══ LISTING ══
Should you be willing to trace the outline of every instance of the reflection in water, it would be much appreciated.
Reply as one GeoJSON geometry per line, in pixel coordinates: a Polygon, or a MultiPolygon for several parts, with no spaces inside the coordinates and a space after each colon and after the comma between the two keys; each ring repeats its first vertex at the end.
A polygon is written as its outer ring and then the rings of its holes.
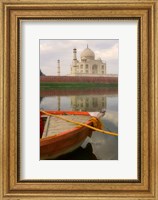
{"type": "MultiPolygon", "coordinates": [[[[104,129],[118,132],[118,95],[114,94],[89,94],[70,96],[46,96],[40,99],[40,107],[44,110],[78,110],[98,112],[106,109],[105,116],[101,119],[104,129]]],[[[76,151],[63,155],[60,160],[117,160],[118,138],[93,132],[76,151]]]]}
{"type": "Polygon", "coordinates": [[[105,95],[72,96],[71,106],[73,110],[100,111],[106,108],[105,95]]]}

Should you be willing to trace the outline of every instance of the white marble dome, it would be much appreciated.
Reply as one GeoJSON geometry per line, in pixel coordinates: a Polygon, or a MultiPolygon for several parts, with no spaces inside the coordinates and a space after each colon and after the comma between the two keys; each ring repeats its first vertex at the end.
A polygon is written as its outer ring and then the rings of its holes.
{"type": "Polygon", "coordinates": [[[82,51],[80,56],[81,56],[81,60],[82,60],[82,58],[86,58],[86,59],[90,59],[90,60],[95,59],[94,52],[91,49],[89,49],[88,47],[82,51]]]}

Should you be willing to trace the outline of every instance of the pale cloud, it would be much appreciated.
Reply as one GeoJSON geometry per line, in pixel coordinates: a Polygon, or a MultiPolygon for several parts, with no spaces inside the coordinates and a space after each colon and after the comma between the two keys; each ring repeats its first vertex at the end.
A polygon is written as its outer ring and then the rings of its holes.
{"type": "Polygon", "coordinates": [[[70,73],[73,48],[77,59],[89,46],[97,57],[107,63],[107,73],[118,73],[118,40],[40,40],[40,68],[46,75],[57,75],[57,60],[61,62],[61,74],[70,73]]]}

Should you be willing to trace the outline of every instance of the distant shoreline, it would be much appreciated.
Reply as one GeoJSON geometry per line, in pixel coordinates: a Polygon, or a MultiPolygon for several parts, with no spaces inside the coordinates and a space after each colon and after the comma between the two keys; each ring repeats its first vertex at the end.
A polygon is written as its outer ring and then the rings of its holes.
{"type": "Polygon", "coordinates": [[[76,83],[76,82],[59,82],[59,83],[52,83],[52,82],[41,82],[40,88],[41,90],[50,90],[50,89],[67,89],[67,90],[74,90],[74,89],[96,89],[96,88],[117,88],[118,83],[76,83]]]}

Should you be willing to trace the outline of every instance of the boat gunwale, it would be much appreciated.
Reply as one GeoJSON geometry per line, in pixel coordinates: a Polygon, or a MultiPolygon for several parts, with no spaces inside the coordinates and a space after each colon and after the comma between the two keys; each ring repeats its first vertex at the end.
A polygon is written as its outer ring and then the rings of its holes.
{"type": "MultiPolygon", "coordinates": [[[[47,111],[47,112],[49,112],[50,114],[56,114],[56,115],[58,115],[58,114],[63,115],[63,114],[66,113],[66,114],[71,114],[71,115],[90,116],[90,114],[89,114],[88,112],[80,112],[80,111],[75,111],[75,112],[73,112],[73,111],[47,111]]],[[[91,122],[90,120],[87,120],[87,121],[85,122],[85,124],[91,125],[92,122],[91,122]]],[[[45,138],[41,138],[41,139],[40,139],[40,145],[41,145],[41,146],[46,145],[45,142],[49,142],[49,141],[51,141],[52,139],[58,139],[58,138],[60,138],[60,137],[62,137],[62,136],[64,136],[64,135],[66,135],[66,134],[72,134],[72,133],[74,133],[74,132],[76,132],[76,131],[78,131],[78,130],[80,130],[80,129],[89,129],[89,128],[88,128],[88,127],[84,127],[84,126],[79,126],[79,125],[77,126],[77,125],[76,125],[76,127],[71,128],[71,129],[69,129],[69,130],[67,130],[67,131],[63,131],[63,132],[61,132],[61,133],[59,133],[59,134],[52,135],[52,136],[48,136],[48,137],[45,137],[45,138]]]]}

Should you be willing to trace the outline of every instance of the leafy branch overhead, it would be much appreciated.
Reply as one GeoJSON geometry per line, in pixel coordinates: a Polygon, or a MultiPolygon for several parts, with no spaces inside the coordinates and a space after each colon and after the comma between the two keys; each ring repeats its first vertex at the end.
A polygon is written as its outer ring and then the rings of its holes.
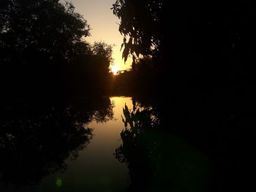
{"type": "Polygon", "coordinates": [[[124,35],[122,57],[159,55],[163,35],[163,0],[118,0],[113,4],[113,13],[120,20],[119,32],[124,35]],[[129,37],[127,40],[127,37],[129,37]]]}

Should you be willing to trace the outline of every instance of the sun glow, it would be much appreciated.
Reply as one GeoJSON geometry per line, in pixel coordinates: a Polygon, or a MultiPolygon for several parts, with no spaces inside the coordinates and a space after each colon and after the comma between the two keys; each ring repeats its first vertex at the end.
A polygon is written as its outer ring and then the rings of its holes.
{"type": "Polygon", "coordinates": [[[117,64],[114,64],[111,66],[110,71],[113,72],[114,74],[117,74],[117,72],[119,70],[117,64]]]}

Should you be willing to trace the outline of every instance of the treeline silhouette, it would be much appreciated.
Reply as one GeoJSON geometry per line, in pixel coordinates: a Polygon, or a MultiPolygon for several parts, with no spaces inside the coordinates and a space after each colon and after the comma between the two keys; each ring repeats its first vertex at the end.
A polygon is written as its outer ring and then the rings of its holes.
{"type": "Polygon", "coordinates": [[[129,169],[127,191],[253,188],[252,6],[250,0],[113,5],[124,37],[123,57],[134,60],[131,72],[115,77],[117,89],[136,90],[135,101],[148,107],[124,109],[123,145],[116,155],[129,169]],[[139,69],[143,57],[150,62],[139,69]]]}
{"type": "Polygon", "coordinates": [[[89,31],[71,3],[0,1],[0,191],[64,172],[92,138],[87,124],[113,118],[102,97],[112,46],[89,45],[89,31]]]}
{"type": "Polygon", "coordinates": [[[62,173],[92,139],[87,124],[113,118],[109,99],[72,99],[67,106],[31,102],[15,99],[1,107],[1,191],[22,191],[62,173]]]}

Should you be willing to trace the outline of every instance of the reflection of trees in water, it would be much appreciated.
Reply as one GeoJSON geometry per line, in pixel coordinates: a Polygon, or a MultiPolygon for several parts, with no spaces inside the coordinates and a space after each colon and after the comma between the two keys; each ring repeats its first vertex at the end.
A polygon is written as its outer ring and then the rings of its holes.
{"type": "Polygon", "coordinates": [[[127,191],[206,191],[211,169],[208,158],[167,132],[154,108],[142,106],[134,100],[132,110],[125,105],[123,144],[115,153],[129,169],[127,191]]]}
{"type": "MultiPolygon", "coordinates": [[[[86,124],[94,118],[113,118],[113,105],[109,99],[102,100],[94,101],[99,103],[100,112],[91,102],[90,110],[83,111],[75,105],[5,106],[0,124],[1,182],[34,185],[50,174],[64,172],[65,160],[76,158],[92,139],[86,124]]],[[[83,102],[86,101],[80,101],[82,106],[83,102]]]]}

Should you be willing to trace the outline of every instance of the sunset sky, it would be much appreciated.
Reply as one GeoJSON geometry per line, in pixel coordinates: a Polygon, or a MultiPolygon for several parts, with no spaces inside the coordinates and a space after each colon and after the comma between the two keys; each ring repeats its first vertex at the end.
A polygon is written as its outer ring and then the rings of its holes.
{"type": "Polygon", "coordinates": [[[104,41],[108,44],[116,45],[113,47],[113,58],[116,70],[130,68],[131,59],[124,64],[120,52],[123,37],[118,31],[119,19],[116,17],[110,8],[116,0],[71,0],[75,7],[75,11],[81,14],[90,25],[91,37],[86,40],[91,43],[104,41]]]}

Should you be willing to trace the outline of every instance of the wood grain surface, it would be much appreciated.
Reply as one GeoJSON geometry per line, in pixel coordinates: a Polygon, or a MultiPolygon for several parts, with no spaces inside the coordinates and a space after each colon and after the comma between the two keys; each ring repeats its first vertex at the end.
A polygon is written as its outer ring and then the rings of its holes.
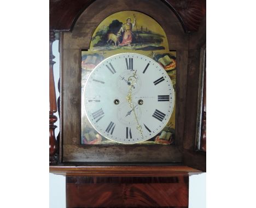
{"type": "Polygon", "coordinates": [[[66,177],[67,207],[188,206],[188,177],[66,177]]]}
{"type": "MultiPolygon", "coordinates": [[[[100,1],[98,0],[98,2],[100,1]]],[[[166,4],[179,19],[183,30],[186,33],[197,31],[202,19],[206,14],[205,0],[147,1],[149,3],[151,1],[156,2],[159,4],[166,4]]],[[[50,0],[50,29],[61,30],[72,30],[81,13],[95,1],[95,0],[76,0],[74,4],[72,0],[50,0]]],[[[130,2],[125,0],[123,1],[126,5],[129,5],[130,2]]],[[[115,6],[116,4],[113,5],[115,6]]],[[[138,6],[136,10],[140,8],[138,6]]],[[[99,8],[99,10],[101,8],[99,8]]]]}
{"type": "Polygon", "coordinates": [[[57,105],[53,73],[53,65],[55,63],[53,60],[55,58],[53,54],[53,42],[55,40],[54,31],[50,31],[49,37],[49,164],[55,164],[57,162],[59,146],[54,133],[57,127],[54,124],[57,121],[57,117],[54,114],[57,112],[57,105]]]}
{"type": "Polygon", "coordinates": [[[72,163],[50,167],[50,172],[66,176],[177,176],[200,174],[197,169],[180,165],[167,164],[72,163]]]}

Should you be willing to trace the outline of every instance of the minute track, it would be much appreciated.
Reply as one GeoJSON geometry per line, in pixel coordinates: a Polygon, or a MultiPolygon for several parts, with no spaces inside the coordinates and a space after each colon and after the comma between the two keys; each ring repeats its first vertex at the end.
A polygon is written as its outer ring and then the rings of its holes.
{"type": "Polygon", "coordinates": [[[166,72],[139,54],[106,59],[92,71],[84,89],[85,111],[92,127],[103,137],[123,144],[155,137],[168,122],[174,106],[166,72]]]}

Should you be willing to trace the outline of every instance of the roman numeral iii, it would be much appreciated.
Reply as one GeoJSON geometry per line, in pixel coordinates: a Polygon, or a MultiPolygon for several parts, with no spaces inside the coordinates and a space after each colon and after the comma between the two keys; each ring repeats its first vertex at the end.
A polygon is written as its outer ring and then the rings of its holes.
{"type": "Polygon", "coordinates": [[[109,133],[109,131],[111,130],[111,132],[110,132],[111,135],[112,135],[113,132],[114,131],[114,129],[115,129],[115,125],[114,126],[114,124],[115,124],[114,123],[110,121],[107,129],[106,130],[106,131],[108,133],[109,133]]]}
{"type": "Polygon", "coordinates": [[[160,121],[162,121],[162,120],[165,118],[165,114],[164,113],[162,113],[161,111],[156,109],[152,116],[156,119],[160,120],[160,121]]]}
{"type": "Polygon", "coordinates": [[[158,101],[169,101],[170,95],[158,95],[158,101]]]}
{"type": "Polygon", "coordinates": [[[115,74],[116,72],[115,69],[112,66],[112,64],[111,64],[111,63],[109,63],[109,65],[110,67],[108,65],[106,65],[106,66],[109,70],[109,71],[112,73],[113,74],[115,74]]]}
{"type": "Polygon", "coordinates": [[[126,62],[126,67],[127,70],[133,70],[133,59],[132,58],[129,58],[127,59],[125,58],[125,62],[126,62]]]}
{"type": "Polygon", "coordinates": [[[126,127],[126,139],[132,138],[131,128],[126,127]],[[130,129],[130,130],[129,130],[130,129]]]}
{"type": "Polygon", "coordinates": [[[104,112],[102,111],[102,108],[101,108],[94,113],[92,113],[91,115],[92,115],[92,117],[94,117],[94,119],[97,119],[96,121],[98,122],[103,117],[104,117],[104,112]]]}
{"type": "Polygon", "coordinates": [[[159,84],[161,82],[162,82],[164,80],[165,80],[165,78],[163,77],[160,77],[154,82],[154,84],[156,85],[156,84],[159,84]]]}

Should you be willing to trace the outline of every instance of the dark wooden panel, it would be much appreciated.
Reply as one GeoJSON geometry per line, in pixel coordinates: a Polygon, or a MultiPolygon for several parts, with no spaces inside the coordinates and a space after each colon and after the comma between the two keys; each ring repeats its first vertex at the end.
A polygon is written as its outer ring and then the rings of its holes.
{"type": "Polygon", "coordinates": [[[64,144],[63,162],[182,162],[175,145],[64,144]]]}
{"type": "Polygon", "coordinates": [[[187,105],[183,148],[194,149],[196,139],[197,92],[199,79],[200,50],[189,50],[187,83],[187,105]]]}
{"type": "Polygon", "coordinates": [[[63,144],[79,144],[80,138],[81,51],[63,50],[62,82],[63,144]]]}
{"type": "Polygon", "coordinates": [[[188,206],[188,176],[115,180],[108,178],[67,177],[67,207],[187,207],[188,206]]]}
{"type": "Polygon", "coordinates": [[[176,142],[182,145],[185,125],[186,107],[188,51],[177,51],[176,142]]]}
{"type": "Polygon", "coordinates": [[[197,31],[206,13],[206,0],[165,0],[179,17],[185,32],[197,31]]]}

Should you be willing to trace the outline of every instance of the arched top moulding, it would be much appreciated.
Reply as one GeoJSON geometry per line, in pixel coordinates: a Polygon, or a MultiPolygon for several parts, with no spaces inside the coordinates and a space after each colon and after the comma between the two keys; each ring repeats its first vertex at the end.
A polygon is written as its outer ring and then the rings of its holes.
{"type": "MultiPolygon", "coordinates": [[[[82,13],[98,1],[101,0],[50,0],[50,30],[72,30],[82,13]]],[[[198,30],[206,15],[206,0],[157,1],[165,4],[173,11],[184,32],[198,30]]]]}

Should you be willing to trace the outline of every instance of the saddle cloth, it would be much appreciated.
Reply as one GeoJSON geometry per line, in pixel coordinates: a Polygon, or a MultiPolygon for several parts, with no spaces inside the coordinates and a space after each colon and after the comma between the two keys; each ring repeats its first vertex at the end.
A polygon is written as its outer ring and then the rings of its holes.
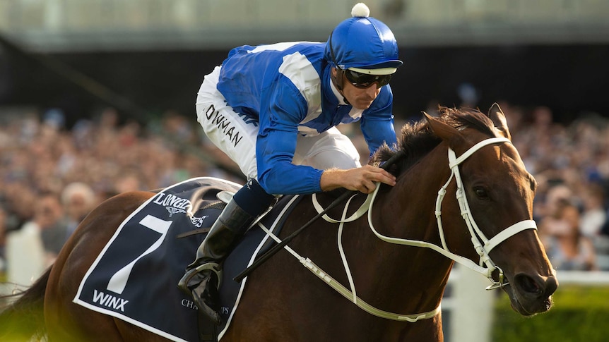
═══
## EXERCISE
Copy the data from the line containing "cloth, it would be much appreciated." through the end, substituting "horse blanket" for "saddle cloth" and changing nothing else. Leave the pictures out.

## EXPECTED OUTPUT
Should you be willing to trace the outline of every instance of the horse blanket, it would be much appreciated.
Reply as one GeoJSON geometry per line, in pixel coordinates: a Polygon, or a MultiPolygon for several parts, with no spaces inside the coordinates and a space after each colon and after the comma between the two keys; each ring repeats its first vertex at the end.
A polygon is written as its outer ring and then the rings of its holes.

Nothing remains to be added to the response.